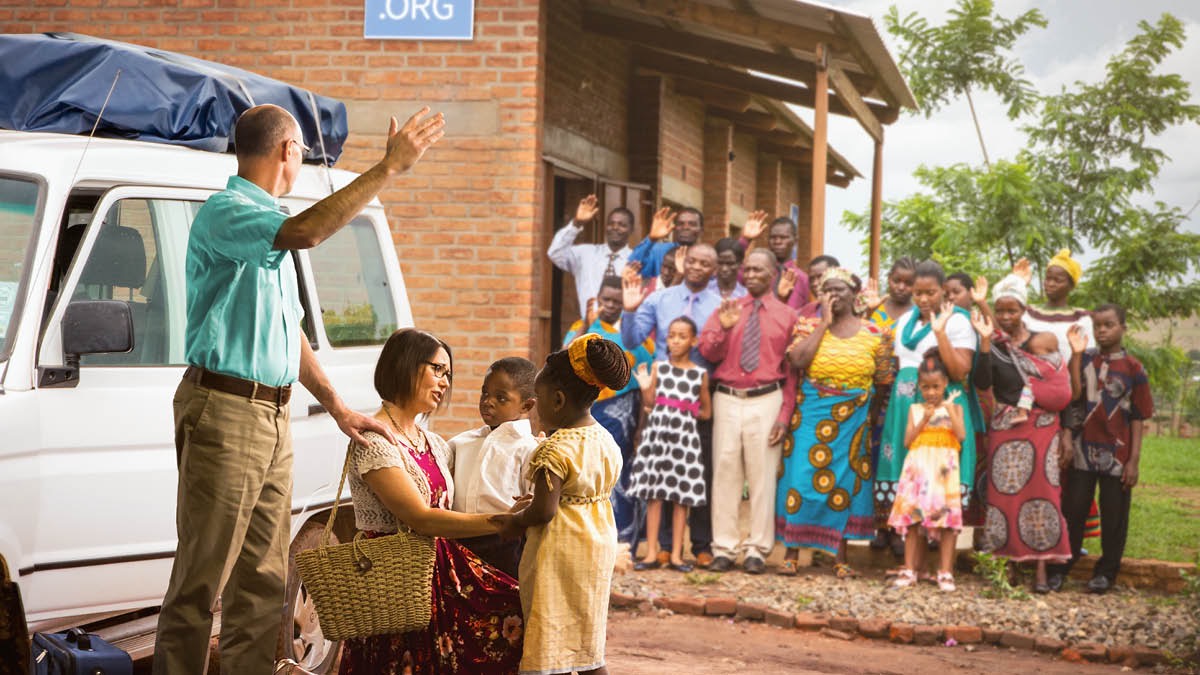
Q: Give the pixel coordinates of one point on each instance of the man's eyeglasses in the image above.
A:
(439, 370)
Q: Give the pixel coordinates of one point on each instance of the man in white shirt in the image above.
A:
(490, 463)
(589, 263)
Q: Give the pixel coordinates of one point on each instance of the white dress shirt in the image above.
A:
(490, 466)
(586, 262)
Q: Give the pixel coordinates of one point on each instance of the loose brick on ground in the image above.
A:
(750, 611)
(781, 619)
(927, 634)
(721, 605)
(901, 633)
(874, 628)
(1049, 645)
(807, 621)
(1017, 640)
(965, 634)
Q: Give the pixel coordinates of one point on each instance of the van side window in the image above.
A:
(138, 257)
(352, 286)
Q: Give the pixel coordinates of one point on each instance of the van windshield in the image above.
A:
(18, 203)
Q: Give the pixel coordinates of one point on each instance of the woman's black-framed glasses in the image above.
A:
(439, 370)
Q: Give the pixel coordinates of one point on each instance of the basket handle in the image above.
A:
(337, 499)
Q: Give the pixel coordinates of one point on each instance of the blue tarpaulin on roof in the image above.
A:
(58, 82)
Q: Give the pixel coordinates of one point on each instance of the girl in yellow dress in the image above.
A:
(571, 538)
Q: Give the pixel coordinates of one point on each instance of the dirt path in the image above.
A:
(649, 645)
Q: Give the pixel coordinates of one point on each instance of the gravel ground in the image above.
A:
(1120, 617)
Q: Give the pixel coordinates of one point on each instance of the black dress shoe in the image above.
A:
(720, 563)
(1099, 584)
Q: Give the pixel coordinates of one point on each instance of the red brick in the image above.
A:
(1092, 651)
(844, 623)
(781, 619)
(901, 633)
(927, 635)
(1049, 645)
(616, 601)
(1017, 640)
(964, 634)
(750, 611)
(723, 605)
(807, 621)
(874, 628)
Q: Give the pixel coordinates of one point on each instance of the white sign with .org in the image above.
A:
(419, 19)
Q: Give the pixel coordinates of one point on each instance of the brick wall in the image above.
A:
(587, 79)
(465, 221)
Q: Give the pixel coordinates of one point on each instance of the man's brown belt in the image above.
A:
(238, 387)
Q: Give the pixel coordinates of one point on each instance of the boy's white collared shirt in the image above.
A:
(490, 466)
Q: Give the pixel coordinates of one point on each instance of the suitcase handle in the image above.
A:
(81, 638)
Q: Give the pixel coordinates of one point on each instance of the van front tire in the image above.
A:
(300, 637)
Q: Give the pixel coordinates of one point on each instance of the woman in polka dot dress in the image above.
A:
(667, 466)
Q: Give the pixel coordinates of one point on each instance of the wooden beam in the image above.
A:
(849, 95)
(715, 96)
(739, 81)
(753, 120)
(820, 155)
(876, 208)
(718, 51)
(731, 22)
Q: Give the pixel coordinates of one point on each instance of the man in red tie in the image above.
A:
(755, 394)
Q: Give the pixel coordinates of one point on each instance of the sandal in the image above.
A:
(844, 571)
(946, 581)
(904, 579)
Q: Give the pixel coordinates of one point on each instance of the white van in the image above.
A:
(87, 443)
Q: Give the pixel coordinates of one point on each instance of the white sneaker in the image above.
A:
(904, 579)
(946, 581)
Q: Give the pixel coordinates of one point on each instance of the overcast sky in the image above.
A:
(1080, 37)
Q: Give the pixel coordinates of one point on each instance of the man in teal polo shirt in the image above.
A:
(245, 348)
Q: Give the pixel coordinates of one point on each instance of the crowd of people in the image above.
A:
(697, 377)
(840, 411)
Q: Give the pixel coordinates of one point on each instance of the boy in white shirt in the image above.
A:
(490, 463)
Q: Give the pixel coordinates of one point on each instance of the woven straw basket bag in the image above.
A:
(369, 586)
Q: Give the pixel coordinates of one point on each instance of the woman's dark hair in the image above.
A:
(520, 370)
(961, 278)
(931, 363)
(905, 263)
(730, 244)
(685, 321)
(607, 362)
(930, 269)
(406, 352)
(1111, 308)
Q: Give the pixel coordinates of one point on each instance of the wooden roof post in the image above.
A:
(876, 209)
(820, 151)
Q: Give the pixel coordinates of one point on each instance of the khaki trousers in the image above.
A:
(741, 454)
(233, 519)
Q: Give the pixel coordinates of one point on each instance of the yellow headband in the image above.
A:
(577, 351)
(1063, 260)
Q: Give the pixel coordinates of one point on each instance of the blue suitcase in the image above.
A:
(77, 652)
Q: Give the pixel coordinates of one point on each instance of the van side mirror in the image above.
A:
(89, 327)
(96, 327)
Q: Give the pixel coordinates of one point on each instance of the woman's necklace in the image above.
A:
(417, 446)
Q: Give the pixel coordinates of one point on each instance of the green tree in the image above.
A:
(969, 52)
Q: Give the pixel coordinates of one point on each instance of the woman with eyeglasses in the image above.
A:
(477, 625)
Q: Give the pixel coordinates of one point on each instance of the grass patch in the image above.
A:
(1164, 519)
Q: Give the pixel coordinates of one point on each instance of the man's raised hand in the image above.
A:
(406, 144)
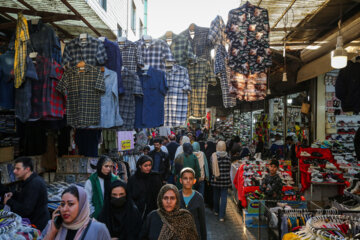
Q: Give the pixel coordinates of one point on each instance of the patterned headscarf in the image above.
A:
(177, 224)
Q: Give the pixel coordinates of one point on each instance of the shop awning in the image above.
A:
(69, 17)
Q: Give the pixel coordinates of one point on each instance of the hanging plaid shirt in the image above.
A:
(223, 71)
(248, 31)
(132, 87)
(200, 75)
(176, 100)
(217, 34)
(200, 43)
(83, 91)
(181, 50)
(217, 37)
(131, 55)
(46, 102)
(248, 88)
(22, 37)
(156, 53)
(90, 50)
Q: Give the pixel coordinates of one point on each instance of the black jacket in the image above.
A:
(172, 147)
(164, 168)
(31, 202)
(143, 189)
(197, 208)
(152, 227)
(347, 87)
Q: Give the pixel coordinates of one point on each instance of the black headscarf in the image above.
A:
(188, 149)
(107, 178)
(143, 159)
(122, 222)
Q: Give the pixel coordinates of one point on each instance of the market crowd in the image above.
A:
(176, 177)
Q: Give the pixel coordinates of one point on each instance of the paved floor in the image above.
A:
(232, 228)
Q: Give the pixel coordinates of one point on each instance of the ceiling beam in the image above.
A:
(63, 31)
(283, 14)
(8, 16)
(32, 12)
(68, 5)
(67, 34)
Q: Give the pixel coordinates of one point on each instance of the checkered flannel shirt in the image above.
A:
(131, 56)
(21, 39)
(200, 74)
(47, 103)
(83, 91)
(217, 34)
(132, 87)
(223, 71)
(176, 100)
(181, 50)
(200, 44)
(91, 51)
(156, 54)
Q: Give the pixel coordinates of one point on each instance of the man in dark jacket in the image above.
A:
(161, 162)
(193, 201)
(31, 201)
(172, 147)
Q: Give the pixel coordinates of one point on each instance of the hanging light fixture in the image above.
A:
(339, 55)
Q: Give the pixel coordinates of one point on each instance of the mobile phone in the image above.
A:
(58, 221)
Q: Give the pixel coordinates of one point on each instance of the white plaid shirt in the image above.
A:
(132, 87)
(156, 53)
(131, 55)
(92, 52)
(176, 100)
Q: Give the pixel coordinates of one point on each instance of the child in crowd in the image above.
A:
(272, 184)
(192, 200)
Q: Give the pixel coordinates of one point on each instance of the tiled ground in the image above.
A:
(232, 228)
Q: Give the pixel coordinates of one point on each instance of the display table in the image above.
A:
(323, 191)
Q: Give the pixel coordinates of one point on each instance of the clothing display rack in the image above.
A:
(311, 213)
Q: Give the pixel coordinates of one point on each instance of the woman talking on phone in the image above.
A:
(72, 219)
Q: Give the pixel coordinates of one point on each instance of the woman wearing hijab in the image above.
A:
(120, 214)
(74, 216)
(210, 148)
(186, 159)
(179, 150)
(97, 187)
(169, 222)
(204, 168)
(144, 186)
(220, 180)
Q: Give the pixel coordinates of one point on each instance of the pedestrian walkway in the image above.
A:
(232, 228)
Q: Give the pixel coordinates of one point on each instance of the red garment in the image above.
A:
(305, 175)
(239, 185)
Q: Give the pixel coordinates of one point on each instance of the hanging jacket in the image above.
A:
(347, 87)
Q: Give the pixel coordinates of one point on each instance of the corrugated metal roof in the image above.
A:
(73, 27)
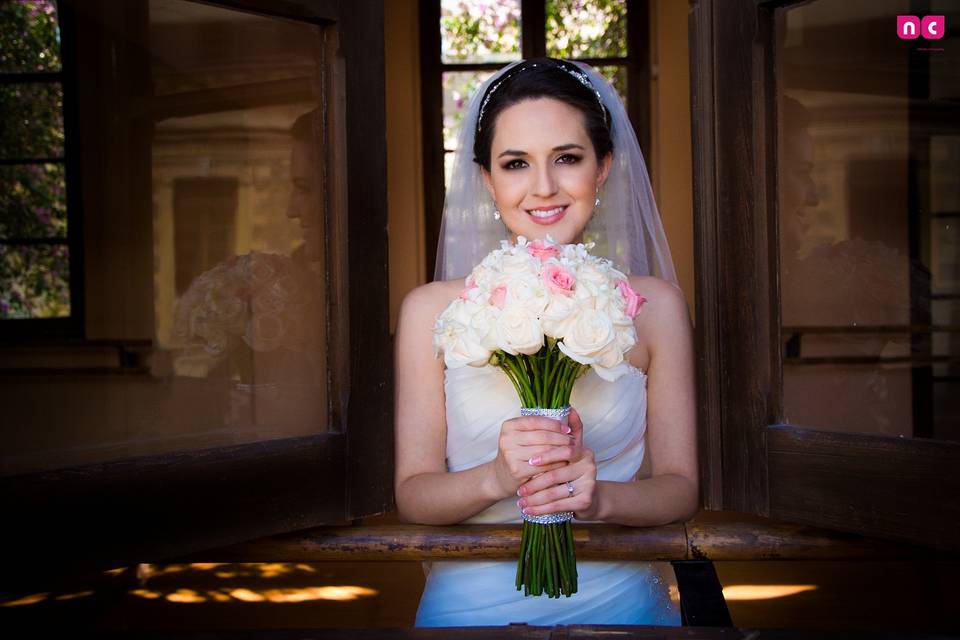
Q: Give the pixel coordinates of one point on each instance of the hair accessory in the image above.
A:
(580, 76)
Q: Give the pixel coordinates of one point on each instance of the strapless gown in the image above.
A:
(482, 593)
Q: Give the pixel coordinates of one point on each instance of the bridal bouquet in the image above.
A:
(544, 313)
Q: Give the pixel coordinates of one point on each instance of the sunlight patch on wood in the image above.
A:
(764, 591)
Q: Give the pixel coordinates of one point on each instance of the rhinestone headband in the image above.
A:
(579, 75)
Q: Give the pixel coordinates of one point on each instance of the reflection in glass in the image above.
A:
(29, 37)
(204, 232)
(32, 122)
(866, 266)
(34, 281)
(33, 201)
(479, 30)
(582, 29)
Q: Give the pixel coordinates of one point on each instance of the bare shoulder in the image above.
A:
(432, 296)
(663, 316)
(423, 304)
(663, 298)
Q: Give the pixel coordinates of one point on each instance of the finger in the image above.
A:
(543, 481)
(551, 494)
(540, 438)
(565, 453)
(539, 423)
(576, 427)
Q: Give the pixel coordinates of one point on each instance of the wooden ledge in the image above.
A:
(709, 536)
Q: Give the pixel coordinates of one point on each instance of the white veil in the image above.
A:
(626, 226)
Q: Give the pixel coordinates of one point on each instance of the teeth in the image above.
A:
(546, 214)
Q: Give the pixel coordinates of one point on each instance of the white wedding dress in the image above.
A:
(482, 593)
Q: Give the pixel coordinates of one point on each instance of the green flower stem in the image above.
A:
(560, 558)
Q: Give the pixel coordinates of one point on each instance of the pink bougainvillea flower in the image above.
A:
(542, 250)
(633, 299)
(559, 280)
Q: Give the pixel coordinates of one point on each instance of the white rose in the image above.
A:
(559, 315)
(592, 333)
(520, 331)
(484, 328)
(519, 263)
(453, 337)
(528, 291)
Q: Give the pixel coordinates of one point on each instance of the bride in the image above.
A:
(546, 148)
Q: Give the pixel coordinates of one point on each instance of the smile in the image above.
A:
(547, 216)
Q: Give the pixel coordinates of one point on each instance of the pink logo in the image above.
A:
(932, 27)
(908, 27)
(912, 27)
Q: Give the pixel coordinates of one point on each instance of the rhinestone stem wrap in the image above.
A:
(562, 414)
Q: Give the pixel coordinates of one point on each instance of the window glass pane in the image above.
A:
(205, 234)
(29, 36)
(458, 88)
(479, 30)
(34, 281)
(33, 201)
(868, 207)
(617, 76)
(586, 29)
(32, 122)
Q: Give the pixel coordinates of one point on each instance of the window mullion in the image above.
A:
(533, 28)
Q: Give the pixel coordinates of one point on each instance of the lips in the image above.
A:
(547, 215)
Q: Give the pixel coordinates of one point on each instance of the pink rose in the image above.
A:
(542, 250)
(633, 299)
(559, 280)
(499, 296)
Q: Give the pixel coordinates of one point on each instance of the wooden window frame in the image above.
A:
(141, 509)
(533, 44)
(16, 330)
(903, 489)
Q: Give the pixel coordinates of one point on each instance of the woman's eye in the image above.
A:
(568, 158)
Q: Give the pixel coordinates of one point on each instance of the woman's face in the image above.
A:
(544, 175)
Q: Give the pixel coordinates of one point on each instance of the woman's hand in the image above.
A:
(530, 445)
(550, 491)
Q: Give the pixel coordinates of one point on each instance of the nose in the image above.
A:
(545, 182)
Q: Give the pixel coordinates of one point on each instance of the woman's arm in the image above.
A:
(426, 492)
(672, 492)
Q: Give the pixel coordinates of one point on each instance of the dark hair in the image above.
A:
(541, 78)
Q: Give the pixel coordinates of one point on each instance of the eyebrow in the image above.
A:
(563, 147)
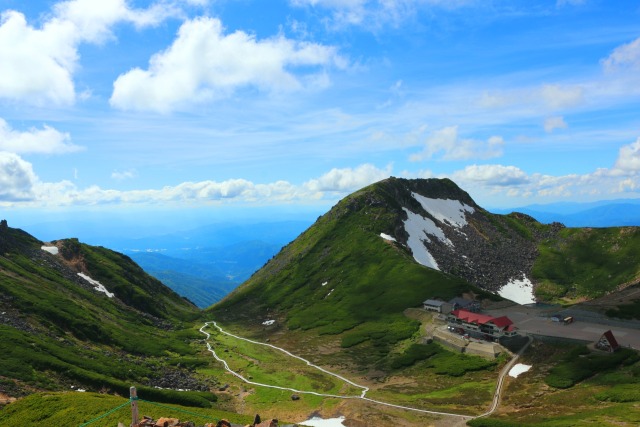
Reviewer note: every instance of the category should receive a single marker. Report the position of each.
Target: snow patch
(319, 422)
(452, 212)
(518, 290)
(518, 369)
(387, 237)
(98, 286)
(417, 227)
(51, 249)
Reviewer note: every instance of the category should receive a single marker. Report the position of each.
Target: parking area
(535, 320)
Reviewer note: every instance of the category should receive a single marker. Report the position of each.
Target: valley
(333, 325)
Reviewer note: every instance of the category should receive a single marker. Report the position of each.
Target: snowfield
(319, 422)
(387, 237)
(518, 369)
(51, 249)
(518, 290)
(98, 286)
(416, 226)
(451, 213)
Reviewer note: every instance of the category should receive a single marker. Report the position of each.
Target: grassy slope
(341, 277)
(69, 335)
(587, 262)
(595, 389)
(73, 409)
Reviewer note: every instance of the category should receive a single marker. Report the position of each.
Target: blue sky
(296, 103)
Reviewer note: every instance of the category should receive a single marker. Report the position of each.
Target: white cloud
(492, 175)
(629, 158)
(348, 179)
(625, 56)
(16, 178)
(556, 96)
(37, 64)
(41, 141)
(124, 175)
(547, 97)
(204, 63)
(448, 143)
(552, 123)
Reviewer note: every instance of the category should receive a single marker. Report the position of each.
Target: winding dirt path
(362, 396)
(497, 396)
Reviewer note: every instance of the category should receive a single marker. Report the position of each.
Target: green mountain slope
(341, 273)
(342, 277)
(58, 331)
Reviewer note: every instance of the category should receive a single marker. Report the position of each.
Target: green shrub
(621, 393)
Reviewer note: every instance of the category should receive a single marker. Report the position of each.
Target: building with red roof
(471, 322)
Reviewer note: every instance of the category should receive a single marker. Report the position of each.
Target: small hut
(607, 342)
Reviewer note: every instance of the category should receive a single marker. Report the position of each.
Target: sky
(293, 104)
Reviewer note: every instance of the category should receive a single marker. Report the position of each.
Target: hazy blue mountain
(613, 213)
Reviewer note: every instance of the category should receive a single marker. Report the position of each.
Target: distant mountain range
(612, 213)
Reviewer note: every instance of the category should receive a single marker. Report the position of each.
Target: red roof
(611, 339)
(481, 319)
(502, 321)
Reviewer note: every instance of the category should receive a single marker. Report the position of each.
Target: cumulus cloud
(557, 96)
(124, 175)
(553, 123)
(493, 175)
(347, 179)
(205, 63)
(625, 56)
(37, 64)
(16, 178)
(41, 141)
(629, 158)
(451, 146)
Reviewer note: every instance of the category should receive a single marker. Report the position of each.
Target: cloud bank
(206, 64)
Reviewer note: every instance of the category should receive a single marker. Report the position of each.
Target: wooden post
(133, 396)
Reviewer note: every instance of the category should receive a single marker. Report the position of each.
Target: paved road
(536, 321)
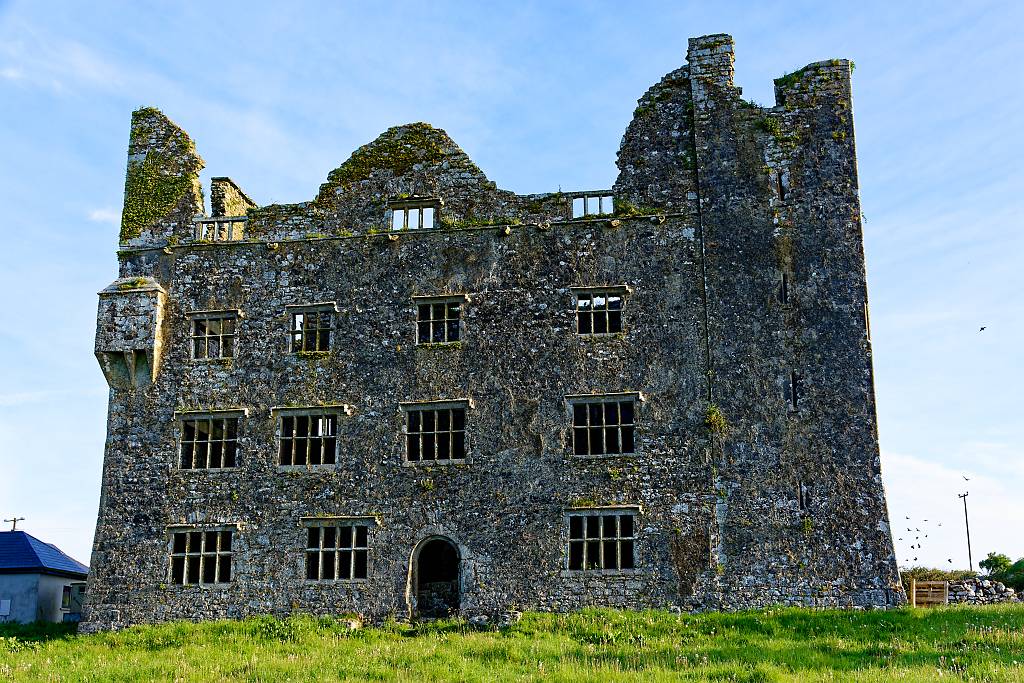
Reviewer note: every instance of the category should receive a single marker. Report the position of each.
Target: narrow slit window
(796, 390)
(601, 542)
(209, 442)
(201, 556)
(599, 311)
(308, 439)
(603, 427)
(438, 322)
(804, 492)
(213, 336)
(337, 551)
(435, 434)
(311, 330)
(579, 207)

-=-=-=-=-

> [Task to carry out]:
Using the records above, determine how many lines hold the word "shirt", and answer with that figure only.

> [Task solution]:
8